Work instructions: Rewrite the material from the line with "Can you find the large" up to and including the line with "point(195, 124)", and shift every answer coordinate by -23. Leave all other text on those lines as it is.

[Coordinate labeling data]

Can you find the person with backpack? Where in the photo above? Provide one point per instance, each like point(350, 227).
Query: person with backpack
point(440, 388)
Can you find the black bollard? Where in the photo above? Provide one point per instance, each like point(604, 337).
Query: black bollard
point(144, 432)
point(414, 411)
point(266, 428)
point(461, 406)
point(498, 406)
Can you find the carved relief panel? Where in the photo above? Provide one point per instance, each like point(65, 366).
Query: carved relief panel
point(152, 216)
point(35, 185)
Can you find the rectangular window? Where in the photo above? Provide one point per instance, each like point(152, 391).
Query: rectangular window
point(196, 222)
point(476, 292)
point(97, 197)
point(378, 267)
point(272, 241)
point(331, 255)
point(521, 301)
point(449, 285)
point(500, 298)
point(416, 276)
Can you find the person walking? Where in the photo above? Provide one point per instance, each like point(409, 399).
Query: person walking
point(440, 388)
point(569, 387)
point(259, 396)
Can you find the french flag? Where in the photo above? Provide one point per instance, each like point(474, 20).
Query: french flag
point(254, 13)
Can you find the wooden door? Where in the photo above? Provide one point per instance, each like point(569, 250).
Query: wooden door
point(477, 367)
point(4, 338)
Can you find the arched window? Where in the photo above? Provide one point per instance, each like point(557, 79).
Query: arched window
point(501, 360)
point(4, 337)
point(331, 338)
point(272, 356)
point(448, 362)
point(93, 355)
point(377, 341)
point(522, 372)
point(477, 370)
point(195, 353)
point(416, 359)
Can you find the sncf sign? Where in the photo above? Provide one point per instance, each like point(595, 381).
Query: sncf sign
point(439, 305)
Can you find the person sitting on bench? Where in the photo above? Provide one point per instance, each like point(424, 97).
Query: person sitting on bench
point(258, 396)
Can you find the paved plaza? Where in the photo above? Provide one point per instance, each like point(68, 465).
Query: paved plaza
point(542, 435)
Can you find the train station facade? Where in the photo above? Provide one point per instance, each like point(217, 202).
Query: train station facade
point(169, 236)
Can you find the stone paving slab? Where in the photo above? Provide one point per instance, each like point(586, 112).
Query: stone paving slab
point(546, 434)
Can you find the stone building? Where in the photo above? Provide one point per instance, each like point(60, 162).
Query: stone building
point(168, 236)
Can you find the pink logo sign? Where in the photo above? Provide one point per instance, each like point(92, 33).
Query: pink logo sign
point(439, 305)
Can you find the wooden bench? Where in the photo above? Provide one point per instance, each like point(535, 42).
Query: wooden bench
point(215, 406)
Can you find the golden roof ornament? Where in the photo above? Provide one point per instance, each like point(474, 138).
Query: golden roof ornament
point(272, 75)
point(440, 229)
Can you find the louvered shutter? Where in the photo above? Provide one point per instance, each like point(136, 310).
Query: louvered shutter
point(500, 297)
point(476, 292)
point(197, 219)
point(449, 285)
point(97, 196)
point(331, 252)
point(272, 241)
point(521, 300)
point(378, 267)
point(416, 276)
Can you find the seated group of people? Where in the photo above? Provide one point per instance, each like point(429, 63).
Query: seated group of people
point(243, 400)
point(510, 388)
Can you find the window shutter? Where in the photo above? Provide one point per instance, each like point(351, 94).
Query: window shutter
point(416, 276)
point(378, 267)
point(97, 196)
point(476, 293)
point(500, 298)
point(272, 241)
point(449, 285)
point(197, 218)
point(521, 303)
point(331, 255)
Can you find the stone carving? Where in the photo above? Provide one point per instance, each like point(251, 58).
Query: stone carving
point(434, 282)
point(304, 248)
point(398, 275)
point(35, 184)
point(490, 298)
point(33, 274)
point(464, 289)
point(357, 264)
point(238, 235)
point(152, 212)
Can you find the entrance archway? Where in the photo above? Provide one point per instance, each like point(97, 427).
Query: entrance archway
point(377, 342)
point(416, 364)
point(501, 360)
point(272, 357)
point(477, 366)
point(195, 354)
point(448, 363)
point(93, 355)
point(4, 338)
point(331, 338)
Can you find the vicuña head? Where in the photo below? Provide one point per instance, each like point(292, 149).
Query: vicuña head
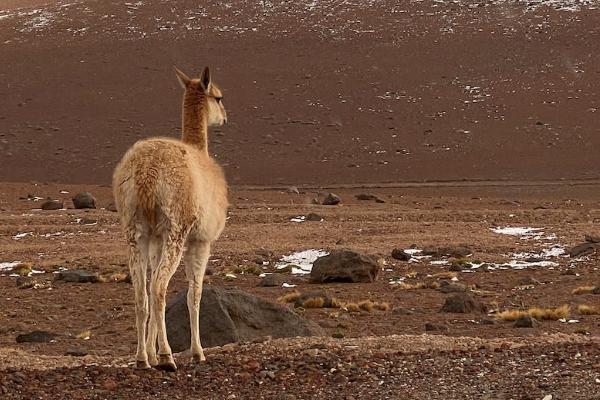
point(203, 94)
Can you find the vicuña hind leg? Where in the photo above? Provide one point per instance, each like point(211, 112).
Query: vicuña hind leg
point(154, 251)
point(138, 257)
point(196, 258)
point(171, 256)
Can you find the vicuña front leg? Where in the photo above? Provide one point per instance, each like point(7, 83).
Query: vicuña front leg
point(160, 280)
point(195, 265)
point(137, 269)
point(155, 249)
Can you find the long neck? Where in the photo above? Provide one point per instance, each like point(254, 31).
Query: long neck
point(195, 123)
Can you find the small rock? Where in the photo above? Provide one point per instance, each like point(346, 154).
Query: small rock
point(314, 217)
point(463, 303)
point(452, 287)
point(84, 200)
point(450, 251)
point(331, 200)
point(22, 269)
point(402, 311)
point(344, 266)
point(76, 353)
point(369, 197)
point(36, 337)
point(27, 282)
point(457, 267)
point(52, 205)
point(78, 276)
point(592, 239)
point(582, 249)
point(528, 280)
point(400, 254)
point(88, 221)
point(431, 327)
point(272, 280)
point(526, 322)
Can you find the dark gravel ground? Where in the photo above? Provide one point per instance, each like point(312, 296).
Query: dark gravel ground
point(395, 367)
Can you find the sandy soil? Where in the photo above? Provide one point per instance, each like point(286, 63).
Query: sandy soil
point(260, 220)
point(352, 91)
point(464, 117)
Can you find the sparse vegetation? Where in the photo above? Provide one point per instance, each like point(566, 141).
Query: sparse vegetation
point(385, 306)
point(366, 305)
point(114, 277)
point(418, 285)
point(585, 309)
point(445, 275)
point(289, 297)
point(313, 302)
point(584, 290)
point(538, 313)
point(22, 269)
point(248, 269)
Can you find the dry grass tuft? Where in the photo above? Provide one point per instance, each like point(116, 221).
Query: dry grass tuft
point(445, 275)
point(584, 309)
point(114, 277)
point(366, 305)
point(84, 335)
point(382, 306)
point(289, 297)
point(248, 269)
point(314, 302)
point(418, 285)
point(551, 314)
point(22, 269)
point(583, 290)
point(335, 303)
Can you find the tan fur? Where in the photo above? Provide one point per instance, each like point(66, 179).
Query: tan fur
point(171, 194)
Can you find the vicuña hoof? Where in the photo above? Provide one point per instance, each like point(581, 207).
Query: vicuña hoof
point(142, 364)
point(166, 363)
point(153, 360)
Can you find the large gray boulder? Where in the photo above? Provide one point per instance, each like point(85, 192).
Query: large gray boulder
point(344, 266)
point(231, 315)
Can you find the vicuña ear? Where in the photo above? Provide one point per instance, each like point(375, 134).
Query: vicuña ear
point(205, 80)
point(184, 80)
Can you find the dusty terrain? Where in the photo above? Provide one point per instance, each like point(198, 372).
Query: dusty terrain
point(474, 355)
point(464, 117)
point(352, 91)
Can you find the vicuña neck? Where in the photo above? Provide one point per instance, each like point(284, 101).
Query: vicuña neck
point(195, 124)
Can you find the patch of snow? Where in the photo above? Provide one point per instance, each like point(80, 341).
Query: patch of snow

Expected answer:
Can you find the large gray boulder? Where in the photo above? Provide one point per instance, each like point(85, 192).
Query: large gray boulder
point(321, 243)
point(208, 292)
Can you find the vicuña ear? Where in the photo above? Provide one point per instance, each like point(375, 134).
Query: vicuña ear
point(182, 57)
point(161, 57)
Can you find the dusty terrain? Where in the photo above? Provide one point per instance, each like point(198, 372).
Query: dusty terrain
point(451, 332)
point(441, 94)
point(329, 68)
Can you find the vicuña neck? Where in the photo above? Provide one point per instance, each like point(284, 101).
Query: vicuña neck
point(172, 101)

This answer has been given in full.